PROMPT: Starting with the line that contains "Query: black sunglasses", reproduce each line through the end of the entries exactly as written.

BEGIN PROVIDED ENTRIES

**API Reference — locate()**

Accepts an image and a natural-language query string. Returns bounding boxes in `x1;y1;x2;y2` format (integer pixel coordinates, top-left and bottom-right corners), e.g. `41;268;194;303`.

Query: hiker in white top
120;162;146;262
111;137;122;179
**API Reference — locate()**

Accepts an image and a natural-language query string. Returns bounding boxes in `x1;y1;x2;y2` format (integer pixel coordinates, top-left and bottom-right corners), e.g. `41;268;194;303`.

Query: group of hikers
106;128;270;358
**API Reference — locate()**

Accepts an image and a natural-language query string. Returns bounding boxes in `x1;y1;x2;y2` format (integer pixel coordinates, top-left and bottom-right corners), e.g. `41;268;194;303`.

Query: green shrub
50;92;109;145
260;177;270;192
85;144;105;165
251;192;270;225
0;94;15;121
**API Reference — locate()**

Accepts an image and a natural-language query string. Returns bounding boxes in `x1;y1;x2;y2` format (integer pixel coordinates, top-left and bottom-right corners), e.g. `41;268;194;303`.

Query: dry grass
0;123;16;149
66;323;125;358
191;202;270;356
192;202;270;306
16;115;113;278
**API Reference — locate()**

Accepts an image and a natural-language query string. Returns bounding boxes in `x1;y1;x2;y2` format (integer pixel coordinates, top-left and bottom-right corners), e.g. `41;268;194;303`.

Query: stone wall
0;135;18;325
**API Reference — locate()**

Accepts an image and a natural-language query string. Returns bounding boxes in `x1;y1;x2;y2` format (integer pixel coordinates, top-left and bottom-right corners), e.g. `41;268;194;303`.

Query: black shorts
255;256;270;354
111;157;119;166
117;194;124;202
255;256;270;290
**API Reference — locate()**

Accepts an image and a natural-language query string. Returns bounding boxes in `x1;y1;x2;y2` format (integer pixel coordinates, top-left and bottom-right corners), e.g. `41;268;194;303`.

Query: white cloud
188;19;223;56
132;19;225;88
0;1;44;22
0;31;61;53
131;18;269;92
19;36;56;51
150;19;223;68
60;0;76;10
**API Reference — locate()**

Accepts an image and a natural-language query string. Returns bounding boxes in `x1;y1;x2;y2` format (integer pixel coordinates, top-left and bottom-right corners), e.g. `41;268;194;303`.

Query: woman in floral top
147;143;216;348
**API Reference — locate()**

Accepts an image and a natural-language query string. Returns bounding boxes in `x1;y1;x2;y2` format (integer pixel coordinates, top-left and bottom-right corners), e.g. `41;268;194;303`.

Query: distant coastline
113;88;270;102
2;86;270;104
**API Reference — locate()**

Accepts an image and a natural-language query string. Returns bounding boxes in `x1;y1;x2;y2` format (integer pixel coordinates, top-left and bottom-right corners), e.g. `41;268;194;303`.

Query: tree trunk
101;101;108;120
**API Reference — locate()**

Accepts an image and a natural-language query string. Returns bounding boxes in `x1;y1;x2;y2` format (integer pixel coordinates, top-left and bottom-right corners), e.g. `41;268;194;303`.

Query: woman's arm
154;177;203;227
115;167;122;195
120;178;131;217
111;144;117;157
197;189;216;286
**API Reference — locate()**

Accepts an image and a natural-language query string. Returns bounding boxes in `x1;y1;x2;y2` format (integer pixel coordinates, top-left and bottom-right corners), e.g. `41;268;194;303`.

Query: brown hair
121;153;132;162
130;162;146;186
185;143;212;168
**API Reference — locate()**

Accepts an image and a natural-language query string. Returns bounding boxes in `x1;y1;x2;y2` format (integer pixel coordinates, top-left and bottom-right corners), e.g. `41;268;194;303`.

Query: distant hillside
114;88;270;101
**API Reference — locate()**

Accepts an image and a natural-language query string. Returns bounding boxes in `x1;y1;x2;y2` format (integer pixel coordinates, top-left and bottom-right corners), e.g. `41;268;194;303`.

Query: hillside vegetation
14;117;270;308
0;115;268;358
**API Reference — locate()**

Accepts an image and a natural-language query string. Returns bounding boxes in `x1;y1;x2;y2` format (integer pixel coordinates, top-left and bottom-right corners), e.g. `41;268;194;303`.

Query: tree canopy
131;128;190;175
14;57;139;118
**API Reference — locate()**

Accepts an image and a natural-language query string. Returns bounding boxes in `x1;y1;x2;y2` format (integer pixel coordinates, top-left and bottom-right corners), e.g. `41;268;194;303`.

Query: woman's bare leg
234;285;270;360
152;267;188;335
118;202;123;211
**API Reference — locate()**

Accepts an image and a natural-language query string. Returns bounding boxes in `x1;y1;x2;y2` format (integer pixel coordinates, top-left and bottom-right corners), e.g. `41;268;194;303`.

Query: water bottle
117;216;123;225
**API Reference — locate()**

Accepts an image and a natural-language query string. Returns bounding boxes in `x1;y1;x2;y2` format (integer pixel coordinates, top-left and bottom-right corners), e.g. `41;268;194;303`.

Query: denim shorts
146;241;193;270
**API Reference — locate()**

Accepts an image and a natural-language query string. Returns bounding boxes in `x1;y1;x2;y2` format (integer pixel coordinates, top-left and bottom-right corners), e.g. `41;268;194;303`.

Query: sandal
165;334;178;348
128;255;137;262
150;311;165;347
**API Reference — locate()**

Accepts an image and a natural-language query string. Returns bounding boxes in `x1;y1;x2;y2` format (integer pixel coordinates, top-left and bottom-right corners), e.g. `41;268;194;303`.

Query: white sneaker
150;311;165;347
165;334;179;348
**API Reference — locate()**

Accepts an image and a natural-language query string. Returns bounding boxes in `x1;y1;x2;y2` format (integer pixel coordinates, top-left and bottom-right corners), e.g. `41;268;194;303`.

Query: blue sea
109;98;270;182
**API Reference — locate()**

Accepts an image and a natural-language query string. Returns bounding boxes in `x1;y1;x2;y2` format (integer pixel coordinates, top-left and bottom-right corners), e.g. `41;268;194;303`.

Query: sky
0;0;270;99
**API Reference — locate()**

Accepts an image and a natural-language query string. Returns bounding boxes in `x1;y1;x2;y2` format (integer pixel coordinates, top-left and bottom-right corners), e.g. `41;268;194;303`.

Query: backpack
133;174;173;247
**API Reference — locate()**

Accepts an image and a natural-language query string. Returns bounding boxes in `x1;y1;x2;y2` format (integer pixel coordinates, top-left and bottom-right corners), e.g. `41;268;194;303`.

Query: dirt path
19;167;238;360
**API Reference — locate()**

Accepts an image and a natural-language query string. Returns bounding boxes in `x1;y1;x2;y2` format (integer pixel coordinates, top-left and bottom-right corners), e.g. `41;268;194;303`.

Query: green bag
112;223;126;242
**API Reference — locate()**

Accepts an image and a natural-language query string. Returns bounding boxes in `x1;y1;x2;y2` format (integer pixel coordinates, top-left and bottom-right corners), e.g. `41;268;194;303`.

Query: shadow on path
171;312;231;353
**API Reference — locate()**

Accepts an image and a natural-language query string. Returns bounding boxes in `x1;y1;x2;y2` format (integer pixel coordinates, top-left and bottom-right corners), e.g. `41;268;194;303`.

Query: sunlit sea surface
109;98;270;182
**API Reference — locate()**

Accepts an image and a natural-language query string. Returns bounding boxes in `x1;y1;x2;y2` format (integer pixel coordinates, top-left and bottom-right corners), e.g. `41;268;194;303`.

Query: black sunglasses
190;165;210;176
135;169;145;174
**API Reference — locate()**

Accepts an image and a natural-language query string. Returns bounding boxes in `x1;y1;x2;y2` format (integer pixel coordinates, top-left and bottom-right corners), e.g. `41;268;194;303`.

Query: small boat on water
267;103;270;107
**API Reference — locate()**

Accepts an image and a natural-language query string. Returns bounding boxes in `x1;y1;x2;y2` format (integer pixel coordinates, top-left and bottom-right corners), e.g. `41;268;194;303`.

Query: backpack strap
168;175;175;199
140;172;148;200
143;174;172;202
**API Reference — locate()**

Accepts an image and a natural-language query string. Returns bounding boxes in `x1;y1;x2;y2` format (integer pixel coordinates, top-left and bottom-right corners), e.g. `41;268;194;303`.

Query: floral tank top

END PROVIDED ENTRIES

ANSWER SPACE:
Query: black sunglasses
190;165;210;176
135;169;145;174
**API Reference — locate()**

Accepts an image and a natural-language query string. Returns bounding boxes in `x1;y1;x2;y2` format (integer pixel coordinates, top-left and bottom-right corners), e.g. `41;268;194;303`.

Query: small boat on water
267;103;270;107
**API Reference — locate()**

Accepts an image and a natural-language query string. Returns bounding boxes in `x1;y1;x2;y2` format (integer pixel coordinates, top-left and bottom-right corners), e.g. `41;268;194;303`.

Query: backpack strap
168;175;175;199
140;172;148;200
143;174;172;202
**API Reference — locate()**

Accepts an image and a natural-language query string. Returns bounding boxes in `x1;y1;x2;y2` format (integer pixel coordinates, top-left and bottom-right corners), e.g. `41;268;194;303`.

Query: floral tank top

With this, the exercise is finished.